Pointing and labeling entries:
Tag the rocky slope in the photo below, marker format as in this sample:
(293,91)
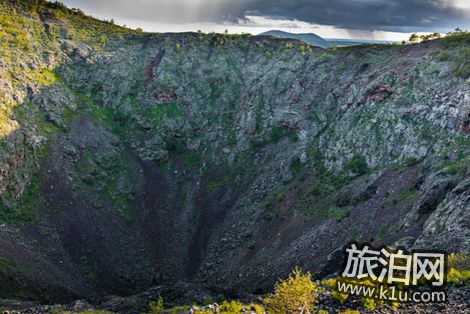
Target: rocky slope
(128,160)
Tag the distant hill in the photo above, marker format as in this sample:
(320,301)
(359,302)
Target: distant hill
(354,42)
(318,41)
(309,38)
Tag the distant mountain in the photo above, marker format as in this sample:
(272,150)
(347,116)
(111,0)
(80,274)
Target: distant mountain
(309,38)
(315,40)
(354,42)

> What you are asked to do
Can you repeat every record above word for word, leaving out the pictures?

> Solution
Tag the rocky slope in the photo below, marker format as in this sample:
(293,91)
Target: rocky slope
(128,160)
Tag the distant hill in the photo above, marker format as in this sample:
(320,301)
(359,302)
Target: distant hill
(354,42)
(318,41)
(309,38)
Tag the distant mountain in the photo above, marker format as in this sample:
(272,150)
(347,116)
(111,0)
(80,274)
Target: distant mountain
(309,38)
(315,40)
(354,42)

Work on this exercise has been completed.